TASK DETAILS: In the records below, copy out verbatim every line from the one containing "Where can the concrete wall pillar" through the one containing "x=937, y=442", including both of those lines.

ENTRIES:
_ _ _ _ _

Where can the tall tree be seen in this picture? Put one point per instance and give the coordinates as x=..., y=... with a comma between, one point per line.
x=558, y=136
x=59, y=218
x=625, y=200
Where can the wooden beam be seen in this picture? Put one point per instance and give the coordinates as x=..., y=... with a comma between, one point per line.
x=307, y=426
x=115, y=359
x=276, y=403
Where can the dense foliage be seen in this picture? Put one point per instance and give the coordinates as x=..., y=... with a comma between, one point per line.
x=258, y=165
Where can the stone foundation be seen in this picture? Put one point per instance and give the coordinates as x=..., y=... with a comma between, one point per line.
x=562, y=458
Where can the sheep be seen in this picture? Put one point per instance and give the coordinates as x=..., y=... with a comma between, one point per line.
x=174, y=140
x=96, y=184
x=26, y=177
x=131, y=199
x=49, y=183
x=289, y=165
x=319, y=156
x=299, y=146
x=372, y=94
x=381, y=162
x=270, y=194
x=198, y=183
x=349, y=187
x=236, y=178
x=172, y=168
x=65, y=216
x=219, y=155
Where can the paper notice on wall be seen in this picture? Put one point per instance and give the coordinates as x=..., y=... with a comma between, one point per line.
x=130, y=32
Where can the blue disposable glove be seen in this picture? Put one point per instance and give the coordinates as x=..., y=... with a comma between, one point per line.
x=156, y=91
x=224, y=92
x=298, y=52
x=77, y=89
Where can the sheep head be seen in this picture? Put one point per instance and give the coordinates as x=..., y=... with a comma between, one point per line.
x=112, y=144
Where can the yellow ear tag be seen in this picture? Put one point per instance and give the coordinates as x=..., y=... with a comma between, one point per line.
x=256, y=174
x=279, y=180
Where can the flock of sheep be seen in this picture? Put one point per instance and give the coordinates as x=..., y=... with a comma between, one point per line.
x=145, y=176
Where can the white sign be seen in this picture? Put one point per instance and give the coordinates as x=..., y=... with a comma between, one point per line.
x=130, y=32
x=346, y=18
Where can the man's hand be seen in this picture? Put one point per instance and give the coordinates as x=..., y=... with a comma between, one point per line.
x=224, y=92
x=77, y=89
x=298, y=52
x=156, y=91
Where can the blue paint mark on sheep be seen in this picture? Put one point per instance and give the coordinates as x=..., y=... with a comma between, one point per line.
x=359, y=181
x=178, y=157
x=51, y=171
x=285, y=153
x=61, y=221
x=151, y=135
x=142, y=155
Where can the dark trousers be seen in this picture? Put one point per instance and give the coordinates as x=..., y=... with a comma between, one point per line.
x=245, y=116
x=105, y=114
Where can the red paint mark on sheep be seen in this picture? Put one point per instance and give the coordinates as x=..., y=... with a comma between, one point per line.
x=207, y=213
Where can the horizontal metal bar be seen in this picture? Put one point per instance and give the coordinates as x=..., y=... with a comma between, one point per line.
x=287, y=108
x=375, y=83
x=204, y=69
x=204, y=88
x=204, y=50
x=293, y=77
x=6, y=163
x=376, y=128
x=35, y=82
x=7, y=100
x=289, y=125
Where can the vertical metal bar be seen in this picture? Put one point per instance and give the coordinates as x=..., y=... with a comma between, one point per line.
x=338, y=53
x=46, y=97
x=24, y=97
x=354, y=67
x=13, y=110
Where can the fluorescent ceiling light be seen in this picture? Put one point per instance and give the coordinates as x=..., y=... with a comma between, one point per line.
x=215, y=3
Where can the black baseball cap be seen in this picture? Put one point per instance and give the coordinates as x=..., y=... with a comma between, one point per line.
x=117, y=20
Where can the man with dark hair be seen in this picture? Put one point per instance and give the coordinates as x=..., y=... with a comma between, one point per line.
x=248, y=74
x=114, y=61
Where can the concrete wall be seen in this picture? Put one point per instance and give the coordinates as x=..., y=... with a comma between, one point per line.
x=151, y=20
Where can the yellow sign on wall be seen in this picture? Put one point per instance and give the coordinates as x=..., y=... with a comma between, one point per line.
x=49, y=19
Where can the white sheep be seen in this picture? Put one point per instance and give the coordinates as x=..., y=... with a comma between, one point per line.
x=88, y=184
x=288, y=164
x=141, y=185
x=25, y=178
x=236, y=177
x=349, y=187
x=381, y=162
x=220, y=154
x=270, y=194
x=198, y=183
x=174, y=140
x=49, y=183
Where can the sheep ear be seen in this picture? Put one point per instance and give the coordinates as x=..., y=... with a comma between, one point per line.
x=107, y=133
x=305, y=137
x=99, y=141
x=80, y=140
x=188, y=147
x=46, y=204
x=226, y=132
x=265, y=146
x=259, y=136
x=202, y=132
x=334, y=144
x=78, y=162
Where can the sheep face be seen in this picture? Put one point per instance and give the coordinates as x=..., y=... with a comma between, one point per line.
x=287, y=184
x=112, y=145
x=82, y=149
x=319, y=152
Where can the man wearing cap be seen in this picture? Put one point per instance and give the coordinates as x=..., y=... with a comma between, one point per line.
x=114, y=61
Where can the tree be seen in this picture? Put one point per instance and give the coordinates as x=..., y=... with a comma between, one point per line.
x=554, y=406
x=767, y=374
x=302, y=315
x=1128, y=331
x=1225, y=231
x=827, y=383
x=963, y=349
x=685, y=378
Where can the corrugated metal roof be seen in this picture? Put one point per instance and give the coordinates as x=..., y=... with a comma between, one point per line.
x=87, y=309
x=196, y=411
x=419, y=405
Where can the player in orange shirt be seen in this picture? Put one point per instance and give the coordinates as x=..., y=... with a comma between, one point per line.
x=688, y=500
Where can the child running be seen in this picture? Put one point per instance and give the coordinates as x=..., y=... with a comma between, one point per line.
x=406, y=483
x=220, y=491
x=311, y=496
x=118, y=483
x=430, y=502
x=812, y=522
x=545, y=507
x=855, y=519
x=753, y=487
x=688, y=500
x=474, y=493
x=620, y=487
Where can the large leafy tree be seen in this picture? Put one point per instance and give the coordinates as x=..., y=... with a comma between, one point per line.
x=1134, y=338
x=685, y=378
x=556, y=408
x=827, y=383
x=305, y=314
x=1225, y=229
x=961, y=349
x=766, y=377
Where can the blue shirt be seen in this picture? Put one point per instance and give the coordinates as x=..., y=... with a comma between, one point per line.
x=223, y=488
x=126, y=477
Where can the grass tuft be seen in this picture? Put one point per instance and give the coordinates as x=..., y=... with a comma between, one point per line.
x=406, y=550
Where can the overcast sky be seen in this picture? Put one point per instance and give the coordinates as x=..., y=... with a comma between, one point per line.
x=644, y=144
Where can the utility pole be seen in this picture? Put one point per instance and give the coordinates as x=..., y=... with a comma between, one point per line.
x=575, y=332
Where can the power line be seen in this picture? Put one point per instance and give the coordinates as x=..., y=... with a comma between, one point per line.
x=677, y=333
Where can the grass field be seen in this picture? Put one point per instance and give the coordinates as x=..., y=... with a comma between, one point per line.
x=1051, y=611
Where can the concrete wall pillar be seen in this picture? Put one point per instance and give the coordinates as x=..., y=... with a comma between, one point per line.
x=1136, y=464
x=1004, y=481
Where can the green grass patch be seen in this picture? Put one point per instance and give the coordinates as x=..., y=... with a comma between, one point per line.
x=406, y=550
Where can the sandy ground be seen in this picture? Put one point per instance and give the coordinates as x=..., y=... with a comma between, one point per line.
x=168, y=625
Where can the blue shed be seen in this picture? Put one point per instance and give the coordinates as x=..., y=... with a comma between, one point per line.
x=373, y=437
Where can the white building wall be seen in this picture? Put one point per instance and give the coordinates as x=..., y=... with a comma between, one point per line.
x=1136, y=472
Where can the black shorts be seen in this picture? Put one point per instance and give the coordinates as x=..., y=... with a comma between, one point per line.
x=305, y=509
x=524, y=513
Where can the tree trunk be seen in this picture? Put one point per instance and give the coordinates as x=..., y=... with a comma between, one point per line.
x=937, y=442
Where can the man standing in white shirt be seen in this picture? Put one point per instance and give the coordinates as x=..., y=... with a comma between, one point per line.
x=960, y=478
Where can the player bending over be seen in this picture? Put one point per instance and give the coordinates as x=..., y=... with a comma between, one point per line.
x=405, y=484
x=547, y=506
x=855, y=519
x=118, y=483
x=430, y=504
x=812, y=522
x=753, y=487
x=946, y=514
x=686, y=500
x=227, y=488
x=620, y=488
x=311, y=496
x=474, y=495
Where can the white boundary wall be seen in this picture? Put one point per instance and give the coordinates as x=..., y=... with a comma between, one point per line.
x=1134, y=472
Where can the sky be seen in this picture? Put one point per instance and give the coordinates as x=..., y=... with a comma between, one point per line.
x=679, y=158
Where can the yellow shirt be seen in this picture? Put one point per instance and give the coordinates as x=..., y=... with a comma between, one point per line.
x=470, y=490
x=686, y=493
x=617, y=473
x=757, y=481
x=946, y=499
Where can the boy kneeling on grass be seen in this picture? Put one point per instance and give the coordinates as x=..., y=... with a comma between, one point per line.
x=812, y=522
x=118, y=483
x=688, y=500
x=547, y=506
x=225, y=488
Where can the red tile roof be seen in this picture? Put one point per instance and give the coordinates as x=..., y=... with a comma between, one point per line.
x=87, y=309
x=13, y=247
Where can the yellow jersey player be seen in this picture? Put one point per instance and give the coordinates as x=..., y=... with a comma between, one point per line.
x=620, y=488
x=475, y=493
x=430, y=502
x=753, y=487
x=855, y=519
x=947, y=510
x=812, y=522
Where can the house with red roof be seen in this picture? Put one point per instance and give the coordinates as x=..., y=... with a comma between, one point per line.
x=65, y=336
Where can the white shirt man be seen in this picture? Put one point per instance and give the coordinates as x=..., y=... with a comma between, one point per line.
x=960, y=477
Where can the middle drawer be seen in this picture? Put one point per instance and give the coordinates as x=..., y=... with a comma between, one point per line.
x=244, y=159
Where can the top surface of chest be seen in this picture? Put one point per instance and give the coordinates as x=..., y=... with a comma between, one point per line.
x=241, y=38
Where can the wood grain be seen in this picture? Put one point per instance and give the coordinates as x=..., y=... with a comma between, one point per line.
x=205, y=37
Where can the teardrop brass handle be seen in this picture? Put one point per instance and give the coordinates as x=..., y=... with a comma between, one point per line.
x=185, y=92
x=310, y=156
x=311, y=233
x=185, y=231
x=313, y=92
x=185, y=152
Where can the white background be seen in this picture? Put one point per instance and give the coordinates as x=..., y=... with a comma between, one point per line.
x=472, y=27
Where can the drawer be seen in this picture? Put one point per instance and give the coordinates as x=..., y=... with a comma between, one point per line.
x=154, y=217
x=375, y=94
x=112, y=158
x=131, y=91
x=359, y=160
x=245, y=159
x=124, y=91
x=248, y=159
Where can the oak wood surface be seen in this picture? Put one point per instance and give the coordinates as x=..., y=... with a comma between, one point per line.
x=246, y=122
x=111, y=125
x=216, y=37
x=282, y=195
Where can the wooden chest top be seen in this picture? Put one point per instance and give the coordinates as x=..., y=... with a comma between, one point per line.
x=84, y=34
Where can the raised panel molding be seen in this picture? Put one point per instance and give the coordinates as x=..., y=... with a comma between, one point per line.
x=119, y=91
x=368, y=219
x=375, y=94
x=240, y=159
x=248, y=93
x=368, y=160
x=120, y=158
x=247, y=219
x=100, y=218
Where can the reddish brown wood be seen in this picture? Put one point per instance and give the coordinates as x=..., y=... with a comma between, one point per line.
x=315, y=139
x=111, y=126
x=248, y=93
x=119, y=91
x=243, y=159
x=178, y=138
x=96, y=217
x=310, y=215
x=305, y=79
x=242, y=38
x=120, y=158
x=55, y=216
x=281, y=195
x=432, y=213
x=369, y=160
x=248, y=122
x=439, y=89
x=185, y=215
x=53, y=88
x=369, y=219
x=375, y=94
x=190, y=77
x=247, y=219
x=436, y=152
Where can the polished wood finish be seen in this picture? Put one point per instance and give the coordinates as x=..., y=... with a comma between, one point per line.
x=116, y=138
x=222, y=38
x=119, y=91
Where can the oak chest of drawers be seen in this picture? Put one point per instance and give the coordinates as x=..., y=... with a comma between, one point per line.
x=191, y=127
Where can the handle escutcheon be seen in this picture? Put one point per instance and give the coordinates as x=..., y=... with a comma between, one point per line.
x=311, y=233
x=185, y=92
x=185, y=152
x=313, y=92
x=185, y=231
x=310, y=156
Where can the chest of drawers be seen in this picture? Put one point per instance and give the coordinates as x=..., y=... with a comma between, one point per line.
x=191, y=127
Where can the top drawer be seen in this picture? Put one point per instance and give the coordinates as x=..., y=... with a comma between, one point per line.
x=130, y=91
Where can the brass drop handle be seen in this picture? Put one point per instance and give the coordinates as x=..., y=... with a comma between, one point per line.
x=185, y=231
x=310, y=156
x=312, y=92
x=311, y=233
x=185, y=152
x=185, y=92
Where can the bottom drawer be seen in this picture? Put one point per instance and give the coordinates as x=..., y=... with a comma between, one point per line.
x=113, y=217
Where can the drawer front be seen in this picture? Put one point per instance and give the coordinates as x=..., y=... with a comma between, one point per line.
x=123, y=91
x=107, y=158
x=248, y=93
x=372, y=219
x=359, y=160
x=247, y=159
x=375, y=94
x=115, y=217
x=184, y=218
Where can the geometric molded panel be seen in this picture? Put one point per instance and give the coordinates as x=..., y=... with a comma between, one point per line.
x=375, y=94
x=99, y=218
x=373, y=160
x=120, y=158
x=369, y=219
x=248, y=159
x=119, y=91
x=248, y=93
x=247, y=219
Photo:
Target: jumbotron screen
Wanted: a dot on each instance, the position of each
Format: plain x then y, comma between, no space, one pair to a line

_ _ _ _ _

TASK ANSWER:
Where can the concrete wall pillar be seen in this picture? Put one point per instance and give the coordinates as x=..., y=... with a comma between, one point per line.
x=1136, y=464
x=1004, y=481
Where can the green grass patch be seen in this picture? Put one point per instance and give the coordinates as x=..., y=... with a comma between, one point per line.
x=406, y=550
Where can the sandy ground be seen in this picture? Put one point per instance and give the coordinates as x=..., y=... with a comma between, one point per line.
x=168, y=625
Where can the blue shed be seen in this picture? Put one point per instance and give the coordinates as x=..., y=... with a comma between, one point per line.
x=373, y=437
Where can the white building wall be seen in this picture? Put one point per instance and give the coordinates as x=..., y=... with a comma between, one point per line.
x=1136, y=472
Where can the black shorts be seen in this picture? Put one point per instance and give the coordinates as x=..., y=... with a comma between, one point per line.
x=305, y=509
x=524, y=513
Where can the tree trunk be seen in this picture? Put one point per instance and give the coordinates as x=..., y=... with a comma between, one point per line.
x=937, y=442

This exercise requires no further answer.